▶ **What is expected**:
Output all the data exactly. Pictures do not belong in the copy.

Bounding box annotation entries

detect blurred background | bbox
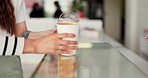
[25,0,148,60]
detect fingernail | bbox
[70,51,73,54]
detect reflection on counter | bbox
[58,56,76,78]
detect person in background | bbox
[0,0,78,78]
[54,1,63,18]
[30,3,44,18]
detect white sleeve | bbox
[0,36,25,56]
[13,0,29,23]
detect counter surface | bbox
[32,42,148,78]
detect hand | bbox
[145,35,148,41]
[28,28,57,39]
[24,33,78,54]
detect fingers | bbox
[57,50,73,54]
[57,45,77,51]
[57,39,78,45]
[56,33,76,38]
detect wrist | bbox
[23,39,35,54]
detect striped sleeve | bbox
[0,36,24,56]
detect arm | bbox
[0,33,78,55]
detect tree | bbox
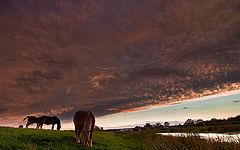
[164,121,170,128]
[144,123,152,129]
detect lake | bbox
[157,133,240,142]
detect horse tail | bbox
[23,116,29,121]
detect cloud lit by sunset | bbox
[0,0,240,129]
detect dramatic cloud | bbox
[0,0,240,123]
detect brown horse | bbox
[37,116,61,130]
[73,111,95,147]
[23,116,38,128]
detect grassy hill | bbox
[0,127,240,150]
[0,0,240,119]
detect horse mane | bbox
[54,116,61,130]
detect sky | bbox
[0,0,240,129]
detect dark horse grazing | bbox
[73,111,95,147]
[37,116,61,130]
[23,116,38,128]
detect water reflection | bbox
[157,133,240,142]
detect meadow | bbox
[0,127,240,150]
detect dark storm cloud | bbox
[0,0,240,119]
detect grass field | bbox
[0,127,240,150]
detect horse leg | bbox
[83,131,89,147]
[26,122,30,128]
[52,124,54,130]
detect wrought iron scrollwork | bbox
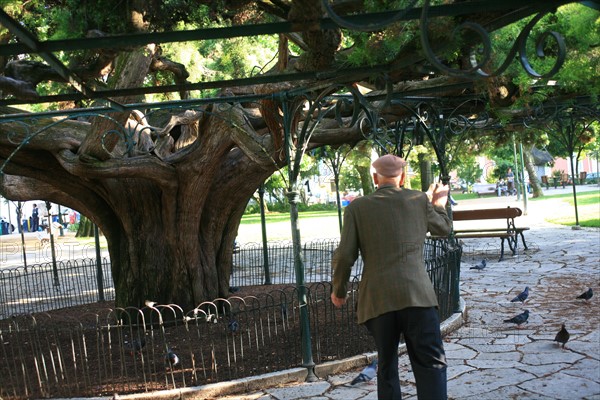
[421,0,566,78]
[322,0,418,32]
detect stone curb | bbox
[98,297,467,400]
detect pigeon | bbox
[123,336,146,355]
[227,318,240,333]
[554,324,571,349]
[577,288,594,301]
[350,359,377,385]
[504,310,529,327]
[165,349,179,368]
[469,258,487,271]
[510,286,529,303]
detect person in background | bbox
[31,204,40,232]
[506,167,515,195]
[331,154,452,400]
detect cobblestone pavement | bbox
[193,188,600,400]
[9,188,600,400]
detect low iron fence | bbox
[0,240,461,399]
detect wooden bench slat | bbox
[452,207,529,261]
[454,232,515,239]
[452,207,523,221]
[454,228,529,234]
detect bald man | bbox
[331,154,452,400]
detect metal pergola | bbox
[0,0,600,379]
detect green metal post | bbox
[519,143,527,215]
[46,201,60,286]
[94,224,104,302]
[17,201,27,272]
[281,96,318,382]
[513,135,521,201]
[258,182,271,285]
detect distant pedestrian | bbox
[331,154,451,400]
[31,204,40,232]
[506,167,515,195]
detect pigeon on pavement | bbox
[504,310,529,327]
[350,359,377,385]
[469,259,487,271]
[554,324,571,349]
[123,336,146,355]
[227,318,240,333]
[577,288,594,301]
[165,349,179,368]
[510,286,529,303]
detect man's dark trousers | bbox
[365,307,447,400]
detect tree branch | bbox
[57,150,177,187]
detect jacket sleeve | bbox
[331,207,358,298]
[427,201,452,236]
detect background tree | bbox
[0,0,598,309]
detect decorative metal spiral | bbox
[421,0,566,78]
[322,0,418,32]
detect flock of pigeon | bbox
[469,259,594,349]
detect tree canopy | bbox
[0,0,600,308]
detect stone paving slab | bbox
[112,191,600,400]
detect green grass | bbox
[530,190,600,228]
[241,211,338,224]
[241,191,600,227]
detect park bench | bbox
[452,207,529,261]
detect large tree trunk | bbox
[0,100,277,310]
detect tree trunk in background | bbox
[523,146,544,198]
[75,215,94,237]
[418,153,433,192]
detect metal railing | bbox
[0,236,461,399]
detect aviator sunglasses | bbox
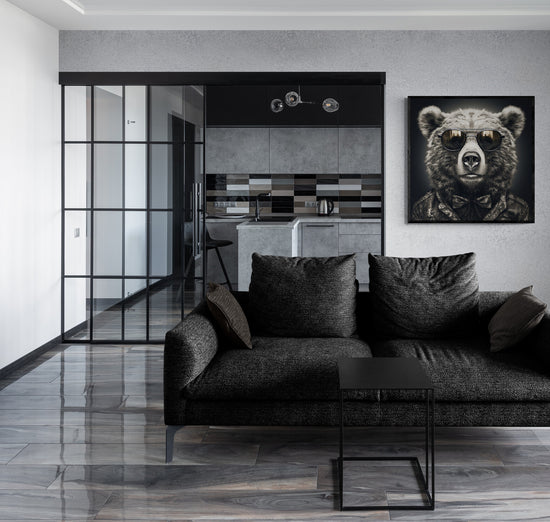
[440,129,502,152]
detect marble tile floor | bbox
[0,345,550,522]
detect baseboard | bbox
[0,335,61,379]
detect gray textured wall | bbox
[60,31,550,301]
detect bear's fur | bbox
[412,105,529,221]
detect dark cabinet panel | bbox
[206,85,383,127]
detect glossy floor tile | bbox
[0,345,550,522]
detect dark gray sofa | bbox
[164,292,550,461]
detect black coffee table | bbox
[338,357,435,511]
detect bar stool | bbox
[204,228,233,291]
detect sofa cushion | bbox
[248,253,357,337]
[206,283,252,348]
[185,337,372,401]
[372,336,550,400]
[369,253,479,339]
[489,286,546,352]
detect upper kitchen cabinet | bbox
[206,84,384,127]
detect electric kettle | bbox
[317,198,334,216]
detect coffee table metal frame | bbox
[338,357,435,511]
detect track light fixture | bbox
[271,87,340,112]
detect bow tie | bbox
[451,194,491,210]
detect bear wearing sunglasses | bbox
[411,105,529,223]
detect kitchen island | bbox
[237,216,382,291]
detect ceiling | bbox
[9,0,550,30]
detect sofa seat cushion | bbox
[184,337,374,401]
[372,336,550,402]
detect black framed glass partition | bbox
[62,84,205,343]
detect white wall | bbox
[60,31,550,302]
[0,0,61,368]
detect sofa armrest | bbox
[164,301,218,424]
[533,311,550,364]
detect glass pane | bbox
[124,145,147,208]
[94,211,122,275]
[149,279,181,341]
[65,210,90,275]
[183,85,204,141]
[65,144,91,208]
[94,85,122,141]
[65,86,91,141]
[150,85,183,142]
[124,279,147,341]
[150,145,174,208]
[94,144,122,208]
[185,145,204,183]
[149,212,172,277]
[124,85,147,141]
[63,278,90,341]
[92,279,122,339]
[124,211,147,276]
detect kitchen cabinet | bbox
[237,216,382,291]
[301,223,338,257]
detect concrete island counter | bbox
[236,216,382,291]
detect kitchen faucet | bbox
[254,192,271,221]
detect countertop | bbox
[206,214,381,229]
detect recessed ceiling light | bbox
[62,0,86,14]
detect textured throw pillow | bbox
[249,253,357,337]
[369,253,479,339]
[489,286,546,352]
[206,283,252,348]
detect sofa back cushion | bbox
[369,253,479,339]
[248,253,357,337]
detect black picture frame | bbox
[407,96,535,224]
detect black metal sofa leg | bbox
[166,425,184,464]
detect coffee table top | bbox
[338,357,434,390]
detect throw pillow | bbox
[369,253,479,339]
[206,283,252,349]
[489,286,546,352]
[249,253,357,337]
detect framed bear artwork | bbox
[408,96,535,223]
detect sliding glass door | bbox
[62,85,204,343]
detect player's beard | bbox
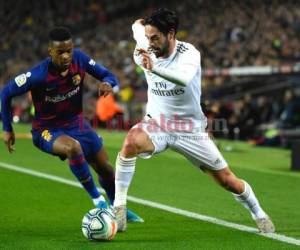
[151,41,170,58]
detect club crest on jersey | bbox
[72,74,81,86]
[42,130,52,142]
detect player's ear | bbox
[48,45,52,56]
[168,29,175,40]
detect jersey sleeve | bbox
[132,23,149,67]
[1,66,45,132]
[76,50,119,89]
[152,47,201,86]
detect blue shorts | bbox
[31,121,103,161]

▶ **Written response**:
detect blurred background | bbox
[25,0,148,60]
detect fingernail | bbox
[70,51,73,54]
detect reflection on counter | bbox
[58,56,76,78]
detect person in background | bbox
[0,0,78,78]
[54,1,63,18]
[30,3,44,18]
detect white sleeve | bbox
[0,36,25,56]
[13,0,29,23]
detect counter surface | bbox
[32,42,148,78]
detect hand | bbox
[145,35,148,41]
[28,28,57,39]
[24,33,78,54]
detect fingers | bbox
[57,50,73,54]
[57,45,77,51]
[57,39,78,45]
[56,33,76,38]
detect wrist | bbox
[23,39,35,54]
detect striped sleeve | bbox
[0,36,24,56]
detect arm | bbox
[0,33,78,55]
detect tree | bbox
[164,121,170,128]
[144,123,152,129]
detect lake | bbox
[157,133,240,142]
detect horse tail | bbox
[23,116,29,121]
detect cloud lit by sunset | bbox
[0,0,240,129]
detect dramatic cloud | bbox
[0,0,240,123]
detect brown horse | bbox
[37,116,61,130]
[73,111,95,147]
[23,116,38,128]
detect grassy hill | bbox
[0,127,240,150]
[0,0,240,119]
detect horse mane | bbox
[54,116,61,130]
detect sky | bbox
[0,0,240,129]
detect dark horse grazing | bbox
[73,111,95,147]
[37,116,61,130]
[23,116,38,128]
detect water reflection | bbox
[157,133,240,142]
detect meadow | bbox
[0,127,240,150]
detect dark storm cloud | bbox
[0,0,240,119]
detect grass field | bbox
[0,127,240,150]
detect horse leg | bbox
[83,131,89,147]
[26,122,30,128]
[52,124,54,130]
detect wrought iron scrollwork | bbox
[421,0,566,78]
[322,0,418,32]
detect stone curb | bbox
[98,297,467,400]
detect pigeon | bbox
[123,336,146,355]
[227,318,240,333]
[554,324,571,349]
[577,288,594,301]
[350,359,377,385]
[504,310,529,327]
[165,349,179,368]
[469,258,487,271]
[510,286,529,303]
detect person in background | bbox
[31,204,40,232]
[506,167,515,195]
[331,154,452,400]
detect cobblestone pavement | bbox
[193,188,600,400]
[9,188,600,400]
detect low iron fence | bbox
[0,240,461,399]
detect wooden bench slat | bbox
[452,207,529,261]
[454,232,515,239]
[452,207,523,221]
[454,228,529,234]
detect bald man | bbox
[331,154,452,400]
detect metal pergola | bbox
[0,0,600,379]
detect green metal post | bbox
[519,143,527,215]
[46,201,60,286]
[94,224,104,302]
[17,201,27,272]
[281,96,318,382]
[513,135,521,201]
[258,182,271,285]
detect distant pedestrian | bbox
[331,154,451,400]
[31,204,40,232]
[506,167,515,195]
detect pigeon on pavement | bbox
[504,310,529,327]
[350,359,377,385]
[469,259,487,271]
[554,324,571,349]
[123,336,146,355]
[227,318,240,333]
[577,288,594,301]
[165,349,179,368]
[510,286,529,303]
detect man's dark trousers | bbox
[365,307,447,400]
detect tree branch | bbox
[57,150,177,187]
detect jacket sleeve | bbox
[331,207,358,298]
[427,201,452,236]
detect background tree | bbox
[0,0,598,309]
detect decorative metal spiral | bbox
[421,0,566,78]
[322,0,418,32]
detect flock of pigeon | bbox
[469,259,594,349]
detect tree canopy | bbox
[0,0,600,308]
detect stone paving slab | bbox
[112,191,600,400]
detect green grass | bbox
[530,190,600,228]
[241,211,338,224]
[241,191,600,227]
detect park bench | bbox
[452,207,529,261]
detect large tree trunk | bbox
[0,100,277,310]
detect tree trunk in background | bbox
[523,146,544,198]
[75,215,94,237]
[418,153,433,192]
detect metal railing | bbox
[0,236,461,399]
detect aviator sunglasses | bbox
[440,129,502,152]
detect marble tile floor | bbox
[0,345,550,522]
detect baseboard | bbox
[0,335,61,379]
detect gray textured wall | bbox
[60,31,550,301]
detect bear's fur | bbox
[412,105,529,221]
detect dark cabinet panel | bbox
[206,85,383,127]
detect glossy floor tile | bbox
[0,345,550,522]
detect dark gray sofa | bbox
[164,292,550,461]
detect black coffee table | bbox
[338,357,435,511]
detect bar stool | bbox
[204,228,233,291]
detect sofa cushion | bbox
[248,253,357,337]
[206,283,252,348]
[185,337,372,401]
[372,336,550,400]
[369,253,479,339]
[489,286,546,352]
detect upper kitchen cabinet | bbox
[206,84,384,127]
detect electric kettle | bbox
[317,198,334,216]
detect coffee table metal frame | bbox
[338,357,435,511]
detect track light fixture | bbox
[271,87,340,112]
detect bow tie | bbox
[451,194,491,210]
detect bear wearing sunglasses | bbox
[411,105,529,223]
detect kitchen island | bbox
[237,216,382,291]
detect ceiling | bbox
[9,0,550,30]
detect sofa seat cushion | bbox
[184,337,374,401]
[372,336,550,402]
detect black framed glass partition | bbox
[62,84,205,343]
detect white wall | bbox
[60,31,550,302]
[0,0,61,368]
detect sofa armrest | bbox
[164,301,218,424]
[533,311,550,364]
detect glass pane | bbox
[124,145,147,208]
[94,211,122,275]
[149,279,181,341]
[65,210,90,275]
[183,85,204,141]
[65,144,91,208]
[94,85,122,141]
[65,86,91,141]
[150,85,183,142]
[124,279,147,341]
[150,145,174,208]
[94,144,122,208]
[185,145,204,183]
[149,212,172,277]
[124,85,147,141]
[63,278,90,341]
[92,279,122,339]
[124,211,147,276]
detect kitchen cabinet | bbox
[237,216,382,291]
[301,223,338,257]
detect concrete island counter | bbox
[236,216,382,291]
detect kitchen faucet | bbox
[254,192,271,221]
detect countertop | bbox
[206,214,381,229]
detect recessed ceiling light | bbox
[62,0,86,14]
detect textured throw pillow | bbox
[249,253,357,337]
[369,253,479,339]
[489,286,546,352]
[206,283,252,348]
detect sofa back cushion | bbox
[369,253,479,339]
[248,253,357,337]
detect black picture frame | bbox
[407,96,535,224]
detect black metal sofa leg | bbox
[166,425,184,464]
detect coffee table top | bbox
[338,357,434,390]
detect throw pillow | bbox
[369,253,479,339]
[206,283,252,349]
[489,286,546,352]
[249,253,357,337]
detect framed bear artwork | bbox
[408,96,535,223]
detect sliding glass door | bbox
[62,85,204,343]
detect player's beard | bbox
[151,41,170,58]
detect club crest on jersey | bbox
[72,74,81,86]
[42,130,52,142]
detect player's ear | bbox
[48,45,52,56]
[168,29,175,40]
detect jersey sleeve | bbox
[132,23,149,67]
[1,66,45,132]
[76,50,119,89]
[152,47,201,86]
detect blue shorts | bbox
[31,121,103,161]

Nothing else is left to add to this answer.